§ **THE PROBLEM**:
Render the records from the first line through the line containing "86L36 78L2 100L14" as a numbered list, leaving out any blank lines.

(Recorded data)
● ● ●

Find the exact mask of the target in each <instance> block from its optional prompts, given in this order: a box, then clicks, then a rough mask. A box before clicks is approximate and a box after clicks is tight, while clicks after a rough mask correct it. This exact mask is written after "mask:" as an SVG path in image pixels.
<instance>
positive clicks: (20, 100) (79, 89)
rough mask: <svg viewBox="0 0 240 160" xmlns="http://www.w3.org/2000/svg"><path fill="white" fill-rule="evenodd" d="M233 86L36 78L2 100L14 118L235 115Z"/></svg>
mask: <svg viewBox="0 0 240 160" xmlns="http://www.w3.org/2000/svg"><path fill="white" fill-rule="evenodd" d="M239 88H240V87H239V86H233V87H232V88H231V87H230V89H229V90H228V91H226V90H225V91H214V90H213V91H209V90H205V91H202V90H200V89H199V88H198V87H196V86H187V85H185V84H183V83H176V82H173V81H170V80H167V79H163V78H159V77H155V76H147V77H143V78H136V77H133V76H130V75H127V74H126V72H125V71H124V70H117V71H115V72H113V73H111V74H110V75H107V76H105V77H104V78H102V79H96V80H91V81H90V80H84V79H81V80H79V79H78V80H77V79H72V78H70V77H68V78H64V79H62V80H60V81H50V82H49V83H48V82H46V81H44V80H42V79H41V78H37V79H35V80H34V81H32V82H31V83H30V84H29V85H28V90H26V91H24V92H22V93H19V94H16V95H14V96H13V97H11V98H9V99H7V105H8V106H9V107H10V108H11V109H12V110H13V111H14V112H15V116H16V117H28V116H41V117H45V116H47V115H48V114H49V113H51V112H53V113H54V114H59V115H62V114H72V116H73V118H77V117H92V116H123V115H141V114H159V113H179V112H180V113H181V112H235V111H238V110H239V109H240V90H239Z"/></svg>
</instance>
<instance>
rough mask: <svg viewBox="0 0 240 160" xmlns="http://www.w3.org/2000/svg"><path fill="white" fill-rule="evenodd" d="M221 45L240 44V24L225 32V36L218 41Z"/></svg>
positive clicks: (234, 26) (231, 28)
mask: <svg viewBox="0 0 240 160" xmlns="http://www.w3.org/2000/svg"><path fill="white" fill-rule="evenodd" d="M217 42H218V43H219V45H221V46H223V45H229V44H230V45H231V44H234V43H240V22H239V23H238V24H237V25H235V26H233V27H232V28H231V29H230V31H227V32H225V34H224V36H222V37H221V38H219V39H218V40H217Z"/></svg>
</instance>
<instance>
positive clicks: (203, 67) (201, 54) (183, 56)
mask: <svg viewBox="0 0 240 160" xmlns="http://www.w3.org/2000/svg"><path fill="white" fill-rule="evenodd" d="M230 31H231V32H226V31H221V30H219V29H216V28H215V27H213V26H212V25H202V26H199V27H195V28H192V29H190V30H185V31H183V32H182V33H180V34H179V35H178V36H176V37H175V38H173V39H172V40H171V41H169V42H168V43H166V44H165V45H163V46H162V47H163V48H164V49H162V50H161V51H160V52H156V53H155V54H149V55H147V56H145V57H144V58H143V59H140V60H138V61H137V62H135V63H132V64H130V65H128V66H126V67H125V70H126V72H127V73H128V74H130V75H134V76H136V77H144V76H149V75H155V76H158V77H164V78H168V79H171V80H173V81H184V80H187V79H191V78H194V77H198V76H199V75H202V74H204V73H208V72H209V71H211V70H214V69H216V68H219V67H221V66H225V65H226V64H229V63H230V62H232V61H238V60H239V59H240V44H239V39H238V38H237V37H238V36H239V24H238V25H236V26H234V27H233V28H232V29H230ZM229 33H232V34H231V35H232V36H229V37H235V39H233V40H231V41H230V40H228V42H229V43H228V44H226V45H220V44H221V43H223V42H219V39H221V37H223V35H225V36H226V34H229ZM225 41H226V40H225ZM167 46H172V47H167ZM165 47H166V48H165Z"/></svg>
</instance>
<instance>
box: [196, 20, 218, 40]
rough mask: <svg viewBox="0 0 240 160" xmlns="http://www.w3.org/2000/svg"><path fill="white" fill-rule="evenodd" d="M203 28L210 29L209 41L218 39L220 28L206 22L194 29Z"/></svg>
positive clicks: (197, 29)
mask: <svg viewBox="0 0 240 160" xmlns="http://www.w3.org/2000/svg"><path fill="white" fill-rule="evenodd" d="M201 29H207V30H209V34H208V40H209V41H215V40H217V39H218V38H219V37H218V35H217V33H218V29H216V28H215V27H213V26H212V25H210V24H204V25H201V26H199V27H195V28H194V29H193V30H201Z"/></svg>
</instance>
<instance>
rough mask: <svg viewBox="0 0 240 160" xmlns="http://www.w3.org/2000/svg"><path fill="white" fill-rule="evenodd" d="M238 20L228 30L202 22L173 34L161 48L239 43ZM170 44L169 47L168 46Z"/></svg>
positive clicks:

● ● ●

§ **EXERCISE RESULT**:
1. Find the exact mask of the target in each <instance> block from its optional prompts, given in this order: a box, then clicks, then a rough mask. A box before clicks is approximate and a box after clicks is tight, while clicks after a rough mask correct it. This exact mask is written after "mask:" as an SVG path in image pixels.
2. <instance>
3. positive clicks: (20, 100) (79, 89)
4. rough mask: <svg viewBox="0 0 240 160" xmlns="http://www.w3.org/2000/svg"><path fill="white" fill-rule="evenodd" d="M233 86L36 78L2 100L14 118L235 115Z"/></svg>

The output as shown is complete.